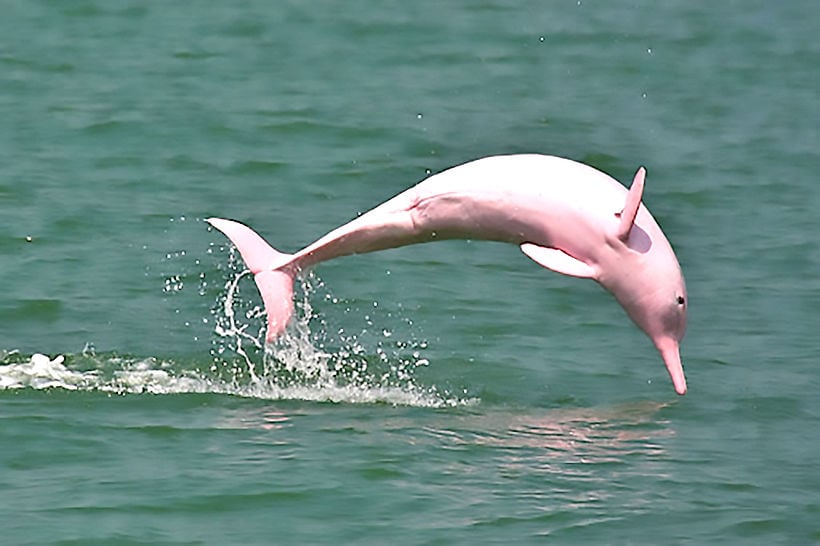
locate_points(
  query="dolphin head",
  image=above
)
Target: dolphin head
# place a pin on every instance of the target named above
(645, 277)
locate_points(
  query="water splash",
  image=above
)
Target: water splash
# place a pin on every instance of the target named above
(309, 362)
(310, 358)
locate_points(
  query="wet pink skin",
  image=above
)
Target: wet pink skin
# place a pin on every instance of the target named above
(564, 215)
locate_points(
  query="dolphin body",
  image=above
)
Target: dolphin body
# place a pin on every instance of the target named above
(564, 215)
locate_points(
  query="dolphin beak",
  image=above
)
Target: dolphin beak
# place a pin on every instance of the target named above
(670, 352)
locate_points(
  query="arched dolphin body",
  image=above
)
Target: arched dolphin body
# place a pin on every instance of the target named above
(566, 216)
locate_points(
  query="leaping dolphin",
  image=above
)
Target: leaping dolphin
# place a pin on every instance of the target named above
(564, 215)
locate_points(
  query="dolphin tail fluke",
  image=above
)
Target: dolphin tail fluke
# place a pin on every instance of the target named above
(273, 277)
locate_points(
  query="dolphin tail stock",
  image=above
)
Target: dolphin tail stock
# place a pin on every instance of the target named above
(273, 277)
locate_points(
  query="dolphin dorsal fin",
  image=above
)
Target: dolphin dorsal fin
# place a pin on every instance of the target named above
(633, 202)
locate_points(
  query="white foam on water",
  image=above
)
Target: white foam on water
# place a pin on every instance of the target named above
(304, 364)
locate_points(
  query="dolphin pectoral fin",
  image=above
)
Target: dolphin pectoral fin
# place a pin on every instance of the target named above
(633, 202)
(559, 261)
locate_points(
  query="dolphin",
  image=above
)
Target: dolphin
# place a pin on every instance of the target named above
(566, 216)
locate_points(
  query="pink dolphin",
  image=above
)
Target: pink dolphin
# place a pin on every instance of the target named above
(564, 215)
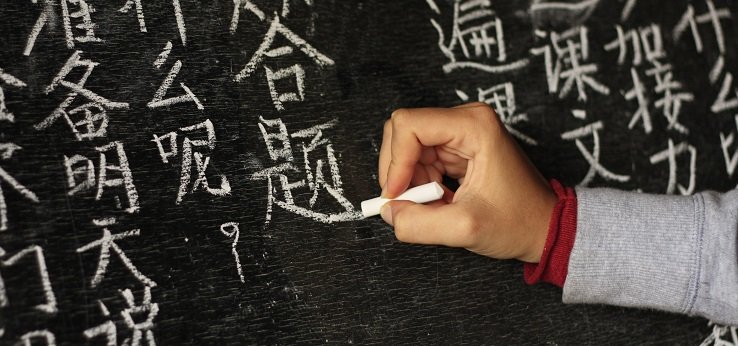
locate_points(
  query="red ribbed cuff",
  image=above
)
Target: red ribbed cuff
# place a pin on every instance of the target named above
(562, 228)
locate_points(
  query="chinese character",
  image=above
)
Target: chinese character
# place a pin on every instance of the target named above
(106, 243)
(593, 156)
(477, 36)
(83, 13)
(295, 71)
(139, 12)
(691, 20)
(502, 98)
(6, 152)
(670, 155)
(6, 78)
(193, 149)
(280, 149)
(49, 305)
(94, 116)
(731, 161)
(81, 175)
(571, 63)
(159, 100)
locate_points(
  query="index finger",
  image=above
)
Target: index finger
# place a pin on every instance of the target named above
(413, 129)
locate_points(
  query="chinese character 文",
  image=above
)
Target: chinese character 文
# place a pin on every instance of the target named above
(477, 36)
(81, 175)
(296, 71)
(80, 11)
(592, 157)
(570, 64)
(315, 180)
(93, 113)
(193, 150)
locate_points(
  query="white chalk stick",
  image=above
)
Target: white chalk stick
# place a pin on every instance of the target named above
(420, 194)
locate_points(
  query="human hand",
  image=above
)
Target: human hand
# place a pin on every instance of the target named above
(502, 206)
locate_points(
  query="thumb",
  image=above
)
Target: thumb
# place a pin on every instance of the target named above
(445, 224)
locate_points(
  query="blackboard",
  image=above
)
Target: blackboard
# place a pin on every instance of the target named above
(188, 172)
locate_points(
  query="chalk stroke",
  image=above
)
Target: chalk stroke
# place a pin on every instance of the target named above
(27, 339)
(670, 155)
(162, 58)
(180, 22)
(106, 243)
(6, 78)
(592, 157)
(49, 306)
(265, 49)
(139, 13)
(230, 230)
(731, 160)
(140, 330)
(690, 20)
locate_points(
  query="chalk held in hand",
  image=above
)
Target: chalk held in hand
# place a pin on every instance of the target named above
(420, 194)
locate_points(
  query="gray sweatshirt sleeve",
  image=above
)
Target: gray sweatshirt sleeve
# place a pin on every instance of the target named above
(672, 253)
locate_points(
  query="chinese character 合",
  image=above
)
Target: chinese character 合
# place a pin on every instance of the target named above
(295, 71)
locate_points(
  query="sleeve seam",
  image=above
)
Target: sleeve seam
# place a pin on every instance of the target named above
(694, 282)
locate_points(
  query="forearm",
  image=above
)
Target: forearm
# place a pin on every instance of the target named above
(669, 253)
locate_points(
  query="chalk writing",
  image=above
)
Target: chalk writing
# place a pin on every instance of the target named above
(107, 243)
(193, 149)
(277, 140)
(94, 120)
(230, 230)
(692, 20)
(159, 100)
(83, 13)
(139, 12)
(6, 152)
(477, 36)
(142, 329)
(81, 175)
(593, 156)
(8, 79)
(502, 98)
(36, 253)
(571, 64)
(670, 155)
(721, 336)
(295, 71)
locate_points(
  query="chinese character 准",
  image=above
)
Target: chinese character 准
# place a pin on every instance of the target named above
(84, 13)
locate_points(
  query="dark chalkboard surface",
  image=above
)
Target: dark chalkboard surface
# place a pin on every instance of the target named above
(188, 172)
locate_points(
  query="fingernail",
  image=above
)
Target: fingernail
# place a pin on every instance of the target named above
(386, 213)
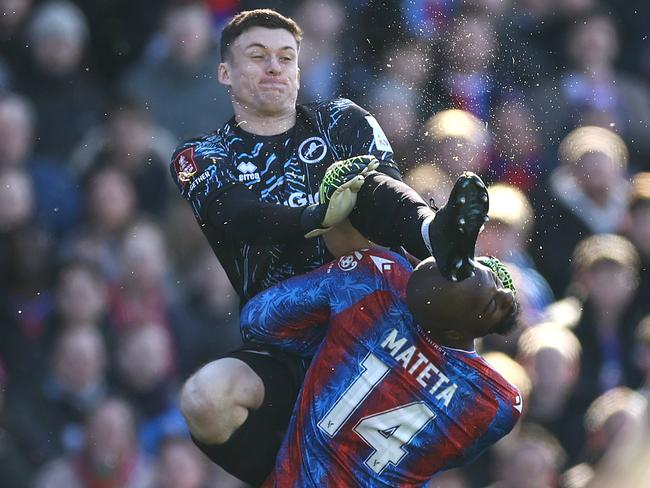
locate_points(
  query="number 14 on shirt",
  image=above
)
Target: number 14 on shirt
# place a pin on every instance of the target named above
(386, 432)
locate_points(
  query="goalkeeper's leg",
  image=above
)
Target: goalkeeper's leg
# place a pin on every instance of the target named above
(391, 213)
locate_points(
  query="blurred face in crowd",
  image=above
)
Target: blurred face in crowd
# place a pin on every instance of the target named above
(15, 132)
(261, 71)
(610, 286)
(639, 229)
(58, 54)
(81, 296)
(593, 44)
(16, 199)
(516, 132)
(112, 200)
(144, 257)
(79, 360)
(530, 466)
(12, 14)
(144, 357)
(554, 377)
(110, 434)
(597, 175)
(180, 465)
(470, 45)
(189, 32)
(130, 135)
(499, 239)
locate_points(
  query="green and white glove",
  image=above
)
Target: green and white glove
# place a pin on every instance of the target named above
(337, 194)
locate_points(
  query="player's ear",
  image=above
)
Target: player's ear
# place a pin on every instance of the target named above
(223, 74)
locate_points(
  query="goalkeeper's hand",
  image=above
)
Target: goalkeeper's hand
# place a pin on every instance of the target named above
(337, 194)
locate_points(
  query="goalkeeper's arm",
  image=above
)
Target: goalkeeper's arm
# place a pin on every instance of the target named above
(239, 212)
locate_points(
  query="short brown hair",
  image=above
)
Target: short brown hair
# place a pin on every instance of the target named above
(261, 17)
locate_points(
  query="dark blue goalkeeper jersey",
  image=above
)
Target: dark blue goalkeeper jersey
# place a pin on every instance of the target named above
(284, 169)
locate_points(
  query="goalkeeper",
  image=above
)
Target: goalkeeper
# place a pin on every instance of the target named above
(265, 188)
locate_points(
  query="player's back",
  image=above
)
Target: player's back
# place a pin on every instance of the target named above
(382, 405)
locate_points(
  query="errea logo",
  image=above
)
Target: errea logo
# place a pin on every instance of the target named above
(248, 172)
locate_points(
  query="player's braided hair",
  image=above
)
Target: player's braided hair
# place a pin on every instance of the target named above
(499, 269)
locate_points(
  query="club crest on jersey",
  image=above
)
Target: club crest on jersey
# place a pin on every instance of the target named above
(312, 150)
(185, 166)
(349, 261)
(248, 172)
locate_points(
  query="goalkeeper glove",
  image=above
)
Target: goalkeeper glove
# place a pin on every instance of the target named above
(337, 194)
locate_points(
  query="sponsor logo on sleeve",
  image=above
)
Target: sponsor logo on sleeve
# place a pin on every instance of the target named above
(382, 264)
(312, 150)
(185, 166)
(248, 172)
(381, 141)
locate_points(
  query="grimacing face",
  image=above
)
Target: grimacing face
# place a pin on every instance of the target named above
(261, 71)
(489, 306)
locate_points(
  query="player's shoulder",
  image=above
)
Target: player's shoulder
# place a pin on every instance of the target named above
(335, 107)
(382, 263)
(208, 145)
(508, 392)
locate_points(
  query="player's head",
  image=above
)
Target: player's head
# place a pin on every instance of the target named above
(259, 60)
(482, 304)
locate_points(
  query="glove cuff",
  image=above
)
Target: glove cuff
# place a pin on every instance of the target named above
(312, 218)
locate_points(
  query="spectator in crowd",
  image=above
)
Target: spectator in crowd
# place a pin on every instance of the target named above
(587, 194)
(431, 182)
(14, 468)
(132, 143)
(58, 36)
(320, 69)
(605, 269)
(56, 196)
(465, 78)
(612, 420)
(638, 231)
(110, 455)
(25, 281)
(145, 362)
(533, 458)
(13, 36)
(180, 465)
(47, 417)
(551, 356)
(455, 141)
(396, 94)
(592, 91)
(179, 86)
(641, 354)
(518, 158)
(111, 207)
(505, 236)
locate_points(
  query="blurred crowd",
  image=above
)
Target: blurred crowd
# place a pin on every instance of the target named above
(110, 295)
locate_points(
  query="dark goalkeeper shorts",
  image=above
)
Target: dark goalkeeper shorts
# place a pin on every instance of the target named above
(251, 451)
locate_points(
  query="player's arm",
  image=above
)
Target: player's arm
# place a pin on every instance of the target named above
(293, 314)
(253, 221)
(220, 200)
(353, 130)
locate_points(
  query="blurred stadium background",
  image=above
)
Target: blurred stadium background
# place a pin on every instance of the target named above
(110, 296)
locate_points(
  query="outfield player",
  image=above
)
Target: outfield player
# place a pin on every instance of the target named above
(264, 188)
(395, 392)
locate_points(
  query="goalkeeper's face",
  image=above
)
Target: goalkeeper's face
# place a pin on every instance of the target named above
(261, 71)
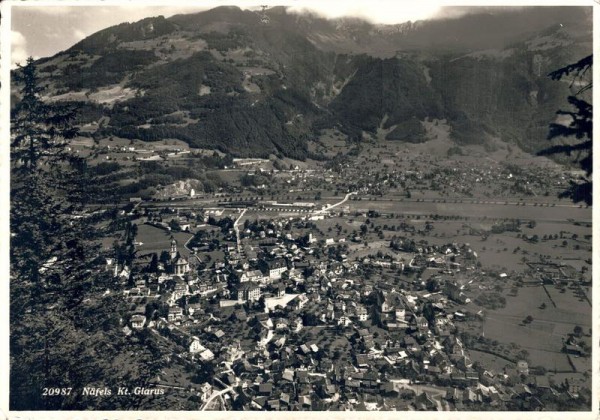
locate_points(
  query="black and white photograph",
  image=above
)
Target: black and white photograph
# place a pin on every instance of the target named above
(298, 206)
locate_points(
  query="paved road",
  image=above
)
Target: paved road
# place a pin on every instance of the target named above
(336, 204)
(237, 230)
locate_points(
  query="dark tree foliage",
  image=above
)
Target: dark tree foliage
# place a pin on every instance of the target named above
(63, 332)
(580, 128)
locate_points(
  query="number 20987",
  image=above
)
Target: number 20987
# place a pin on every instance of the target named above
(52, 392)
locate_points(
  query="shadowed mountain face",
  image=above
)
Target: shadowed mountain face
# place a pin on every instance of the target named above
(252, 84)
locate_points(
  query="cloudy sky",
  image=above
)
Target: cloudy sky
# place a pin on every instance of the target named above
(42, 31)
(44, 27)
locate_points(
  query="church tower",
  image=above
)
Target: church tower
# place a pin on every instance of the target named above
(173, 248)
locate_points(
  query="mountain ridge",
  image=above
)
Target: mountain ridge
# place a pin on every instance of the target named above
(251, 88)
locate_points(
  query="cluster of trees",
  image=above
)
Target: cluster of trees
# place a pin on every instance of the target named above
(63, 333)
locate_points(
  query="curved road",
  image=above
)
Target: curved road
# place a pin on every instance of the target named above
(336, 204)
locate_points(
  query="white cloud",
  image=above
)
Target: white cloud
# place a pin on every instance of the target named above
(79, 34)
(19, 52)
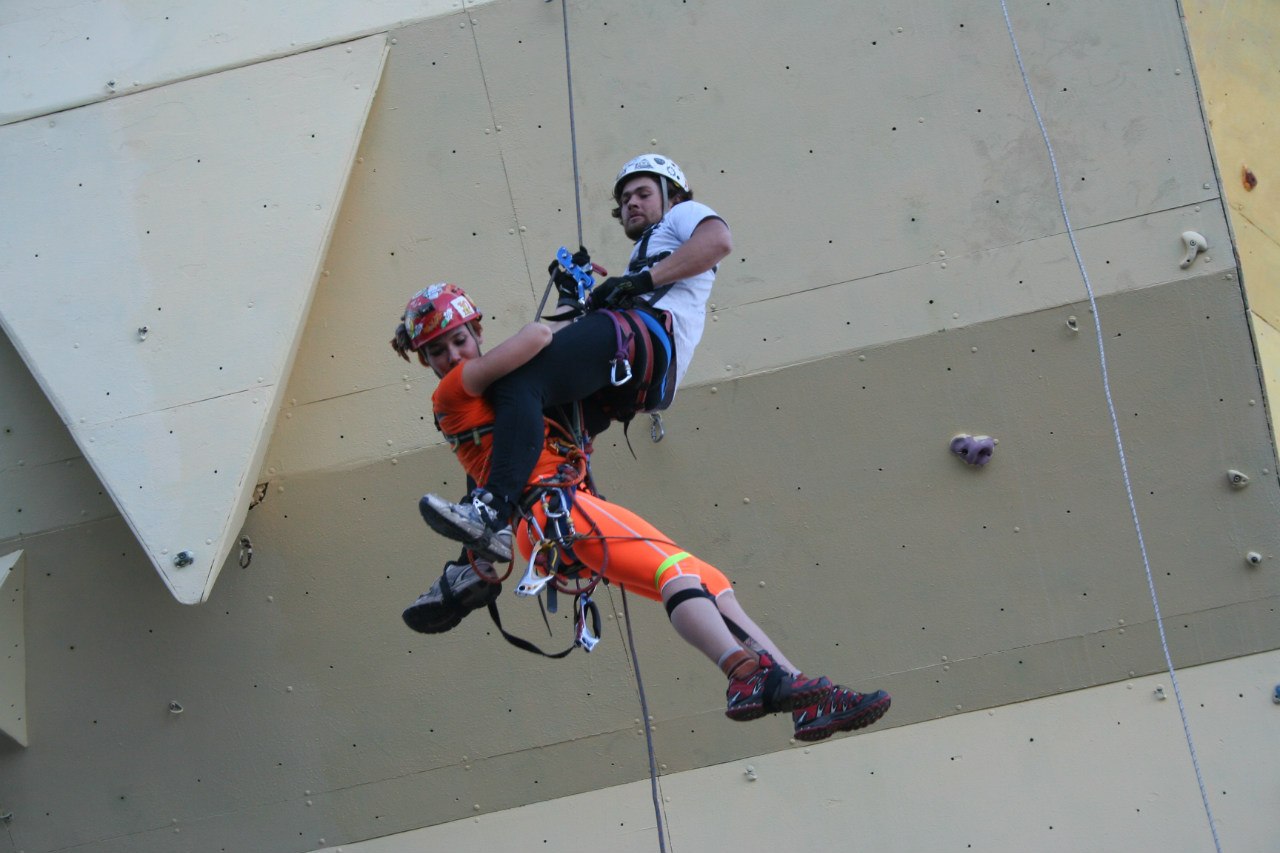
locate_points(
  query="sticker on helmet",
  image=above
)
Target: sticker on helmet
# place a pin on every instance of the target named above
(464, 306)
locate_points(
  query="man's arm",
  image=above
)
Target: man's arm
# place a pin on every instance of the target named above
(515, 351)
(709, 243)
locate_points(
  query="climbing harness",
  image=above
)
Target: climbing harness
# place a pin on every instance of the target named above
(1115, 427)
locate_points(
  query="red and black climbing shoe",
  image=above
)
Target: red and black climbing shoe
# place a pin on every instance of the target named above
(842, 710)
(474, 523)
(769, 689)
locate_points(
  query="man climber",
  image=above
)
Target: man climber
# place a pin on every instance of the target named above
(679, 243)
(442, 327)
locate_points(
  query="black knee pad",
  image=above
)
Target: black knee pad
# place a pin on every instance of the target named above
(685, 594)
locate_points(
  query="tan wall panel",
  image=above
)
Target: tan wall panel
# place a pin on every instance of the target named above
(310, 712)
(1001, 780)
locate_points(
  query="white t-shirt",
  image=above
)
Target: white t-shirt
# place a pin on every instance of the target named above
(685, 300)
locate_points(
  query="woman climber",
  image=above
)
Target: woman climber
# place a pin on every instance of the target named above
(443, 328)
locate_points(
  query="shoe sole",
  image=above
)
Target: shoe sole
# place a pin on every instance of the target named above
(442, 523)
(744, 714)
(864, 717)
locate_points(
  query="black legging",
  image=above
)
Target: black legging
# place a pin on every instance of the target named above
(572, 366)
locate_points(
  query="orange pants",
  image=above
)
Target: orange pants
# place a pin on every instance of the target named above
(639, 556)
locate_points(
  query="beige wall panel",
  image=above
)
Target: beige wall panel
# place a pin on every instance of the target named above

What you are asked to do:
Filter these records, keeping every line where the word "curved" occurs.

Answer for this exercise:
  query="curved road",
Target: curved road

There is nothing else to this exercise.